Passage shown:
***

Vail Daily column: Doing what you love, loving what you do
May 28, 2014
Country recording artist Clay Walker's song "If I Could Make a Living out of Loving You" is an awesome reminder to think about what it is that we do each and every day. Whether it's personally or professionally, we should be striving to do what we love and love what we do.
The full verse from his song goes like this: "If I could make a livin' out of lovin' you, I'd be a millionaire in a week or two, I'd be doing what I love and lovin' what I do, if I can make a livin' out of lovin' you."
One of my very favorite conversations to have with someone is when they share their passion for what they do for a living, for themselves, for their family or even recreation and fun. You can absolutely tell when someone is doing what they love and loving what they do through their body language, tonality of what they are saying and the colorful or powerful words that they actually use while sharing life's exciting moments. Purpose is so meaningful and passion is so very powerful.
Unhappy with what you do?
My other favorite conversation or discussion to have with someone is when they are not doing what they love and loving what they do. They share stories of discontent, misery and just plain old unhappiness. They could be unhappy with their job, their family life, and they have not found any time or anything to do that gets where excitement, purpose or passion would have an opportunity to take root in their lives.
Now in the first group it's both fun and energizing for me to have conversations with people who share their enthusiasm with such joy. Sometimes their enthusiasm and passion become contagious, and I find myself re-energized to pursue my own purpose and passions with even more zeal. The second group is really no different because it provides me with an opportunity to help them self-discover behaviors and attitudes that will lead them to a different way of thinking.

***

Input rows:

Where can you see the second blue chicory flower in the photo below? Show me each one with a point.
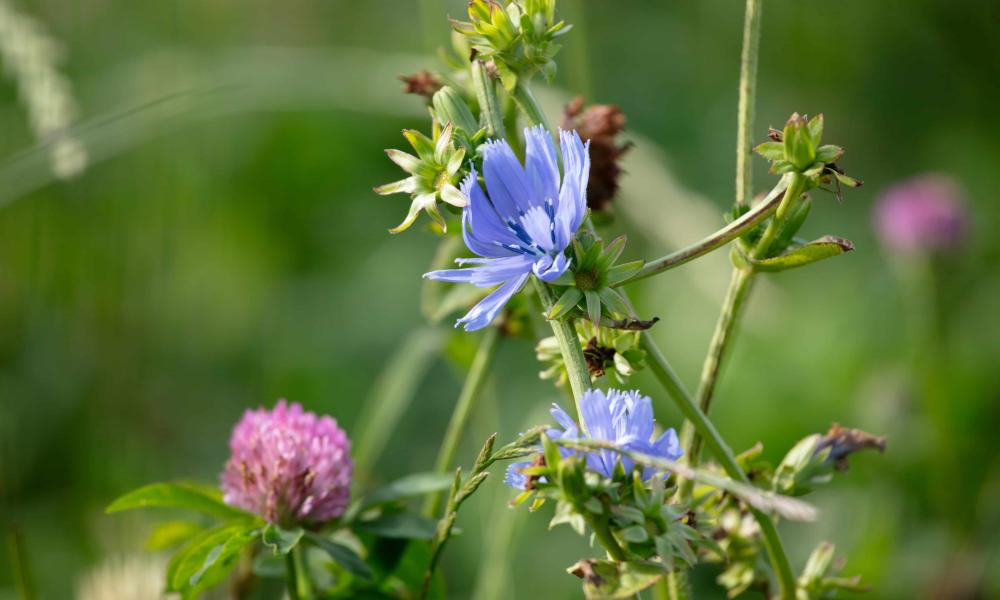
(624, 418)
(525, 222)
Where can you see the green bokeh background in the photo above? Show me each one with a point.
(224, 249)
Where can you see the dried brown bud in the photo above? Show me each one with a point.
(843, 442)
(599, 123)
(597, 356)
(422, 83)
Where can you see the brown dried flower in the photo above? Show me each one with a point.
(600, 123)
(423, 83)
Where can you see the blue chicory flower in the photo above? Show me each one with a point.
(525, 223)
(624, 418)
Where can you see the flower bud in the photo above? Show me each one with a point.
(422, 83)
(450, 107)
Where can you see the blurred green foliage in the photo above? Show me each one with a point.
(222, 260)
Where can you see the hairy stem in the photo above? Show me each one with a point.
(730, 232)
(747, 98)
(299, 585)
(772, 542)
(739, 288)
(463, 410)
(569, 345)
(489, 105)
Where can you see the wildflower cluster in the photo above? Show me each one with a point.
(523, 196)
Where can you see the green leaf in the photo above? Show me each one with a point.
(566, 303)
(825, 247)
(611, 253)
(206, 561)
(280, 540)
(170, 534)
(178, 495)
(342, 555)
(615, 303)
(399, 526)
(771, 150)
(417, 484)
(829, 153)
(622, 272)
(610, 580)
(815, 128)
(593, 306)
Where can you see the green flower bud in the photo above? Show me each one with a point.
(517, 37)
(450, 107)
(434, 172)
(800, 147)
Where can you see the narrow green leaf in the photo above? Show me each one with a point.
(178, 495)
(170, 534)
(771, 150)
(615, 303)
(565, 303)
(829, 153)
(607, 579)
(210, 557)
(417, 484)
(825, 247)
(420, 142)
(612, 253)
(281, 540)
(485, 454)
(593, 306)
(622, 272)
(342, 555)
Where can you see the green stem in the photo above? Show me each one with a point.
(725, 327)
(526, 101)
(299, 585)
(489, 105)
(603, 534)
(569, 345)
(772, 542)
(463, 410)
(19, 566)
(796, 185)
(747, 96)
(730, 232)
(739, 288)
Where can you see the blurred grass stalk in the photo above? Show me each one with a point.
(393, 391)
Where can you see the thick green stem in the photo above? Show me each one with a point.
(489, 105)
(730, 232)
(725, 327)
(724, 455)
(299, 585)
(739, 288)
(748, 93)
(526, 101)
(569, 345)
(471, 390)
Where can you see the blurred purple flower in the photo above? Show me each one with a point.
(288, 466)
(624, 418)
(525, 223)
(926, 213)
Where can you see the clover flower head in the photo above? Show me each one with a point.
(623, 418)
(526, 221)
(926, 213)
(289, 466)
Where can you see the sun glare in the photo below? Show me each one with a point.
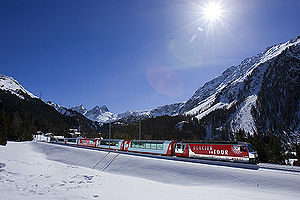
(212, 11)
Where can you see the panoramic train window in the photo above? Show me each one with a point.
(147, 145)
(106, 142)
(243, 149)
(159, 146)
(72, 140)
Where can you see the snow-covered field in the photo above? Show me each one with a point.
(46, 171)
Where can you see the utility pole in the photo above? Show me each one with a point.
(140, 129)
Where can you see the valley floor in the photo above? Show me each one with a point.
(26, 173)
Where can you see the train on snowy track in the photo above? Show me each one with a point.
(225, 151)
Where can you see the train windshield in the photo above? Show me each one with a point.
(250, 148)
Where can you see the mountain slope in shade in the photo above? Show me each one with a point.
(10, 84)
(237, 94)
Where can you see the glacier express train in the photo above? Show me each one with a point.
(226, 151)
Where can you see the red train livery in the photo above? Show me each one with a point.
(227, 151)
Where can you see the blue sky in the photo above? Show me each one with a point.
(133, 54)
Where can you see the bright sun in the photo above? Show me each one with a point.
(212, 11)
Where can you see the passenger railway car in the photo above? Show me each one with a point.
(113, 144)
(71, 141)
(87, 142)
(241, 151)
(227, 151)
(150, 147)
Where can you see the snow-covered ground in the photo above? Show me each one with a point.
(46, 171)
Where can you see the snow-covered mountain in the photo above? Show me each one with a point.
(81, 109)
(10, 84)
(237, 94)
(240, 97)
(260, 95)
(58, 107)
(102, 114)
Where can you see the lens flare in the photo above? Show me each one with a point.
(212, 11)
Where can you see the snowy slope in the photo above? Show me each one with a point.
(27, 174)
(10, 84)
(238, 86)
(103, 115)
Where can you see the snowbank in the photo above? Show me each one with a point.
(27, 174)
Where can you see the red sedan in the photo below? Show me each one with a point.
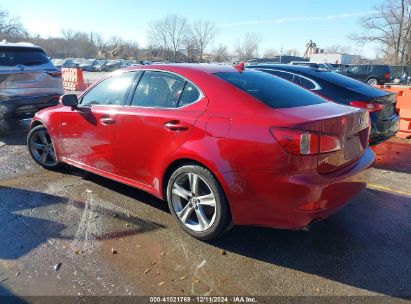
(222, 145)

***

Tasks to perform:
1. Rewrite the records from the line containing "Where can you see the passenger" down through the last of the records, adding 116 to every coordinate in the points and keeping each request line as it is. Leave the pictures out.
2. Pick up the column on doing what you love where it stops and write what comes next.

Expected answers:
1.
Where can you see the passenger railway car in the photo above? Show me each one with a point.
(229, 260)
(187, 257)
(203, 258)
(357, 267)
(343, 267)
(266, 263)
Where can you see the snow-covered ground in the photo above? Show me each one with a point.
(162, 287)
Where can you see the snow-covered mountain in the photo above? Show me each one with a point.
(197, 225)
(126, 200)
(353, 210)
(356, 213)
(376, 211)
(174, 223)
(218, 230)
Where can you see the lens flare in the photo above? Show me each one with a point.
(328, 127)
Where can you see the snowy slope in the photo above? Show me each one with a point.
(143, 290)
(126, 200)
(354, 202)
(219, 231)
Where can you see the snowbank in the photo above? Show me each one with a point.
(143, 290)
Where can you see the red sedan in the photo below? Show me each one with a point.
(338, 261)

2.
You see, it's not about the title we hold or the job we have, and it's not about our lives compared to the lives of others. It comes down to how we feel about our productivity, our effort, our enjoyment and our attitude that matters. Let me share an example with you. Years ago when I was visiting a customer on a very regular basis, I could not help but notice how immaculately clean their building was. There was never a piece of paper on the floor, never any dust on the objects or plants in the lobby, and their floors always shined brilliantly as if the fresh coat of wax was just applied.
One day as I waited in the lobby for my meeting, I met the man who was responsible for the appearance of the building He was in his janitorial coveralls, working with precision detail as he worked his broom and dust rag. I decided to have a conversation with him and started by thanking him for the way he made the building look. I shared with him that I believed that the employees and visitors alike must surely feel a sense of pride when they come in because the place was sparkling clean all the time.
With a huge smile and warm handshake the man thanked me and told me he had been employed by the company for the past 10 years. And he shared that most people that worked there often thanked him and commented on his ability to make the place shine. When I asked if he liked his job, he smiled again and replied in an instant with, "Man, I love my job, and I am grateful for my job."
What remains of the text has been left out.